> [Problem]:
In the excerpt on SUMA and NUMA, what term describes booting Oracle without regard to NUMA on a server that is not configured as SUMA?

> [Selected extract]:
---*---
Writing memory on the SUMA configuration in the 8 concurrent memhammer case demonstrated latencies on order of 156ns but dropped 38% to 97ns by switching to NUMA and using the Linux 2.6 NUMA API.

But What About Oracle?
What is the cost of running Oracle on SUMA? The simple answer is, it depends. More architectural background is needed before I go into that.

SUMA, NUMA and CYCLOPS
OK, so SUMA is what you get when you tweak a Proliant Opteron-based server so that memory is interleaved at the low level. Accompanying this with the setting of numa=off in the grub.conf file gets you a completely non-NUMA setup.

Cyclops
NUMA enabled in the BIOS, however, is the default. If the Oracle ports to Linux were NUMA-aware, that would be just fine. However, if the server isn’t configured as a SUMA and you boot Oracle without any consideration for the fact that you are on a NUMA system, you get what I call Cyclops. Let’s take a look at what I mean.
---*---
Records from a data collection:
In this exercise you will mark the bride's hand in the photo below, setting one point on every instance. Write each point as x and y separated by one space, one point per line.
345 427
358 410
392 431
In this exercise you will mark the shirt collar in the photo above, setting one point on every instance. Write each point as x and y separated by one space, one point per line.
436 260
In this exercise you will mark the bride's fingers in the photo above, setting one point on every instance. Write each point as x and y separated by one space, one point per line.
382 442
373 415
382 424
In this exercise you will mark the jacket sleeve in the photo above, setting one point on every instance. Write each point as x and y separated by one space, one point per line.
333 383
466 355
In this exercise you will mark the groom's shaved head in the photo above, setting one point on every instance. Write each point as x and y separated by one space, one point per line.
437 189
---*---
> [Completed task]:
Cyclops.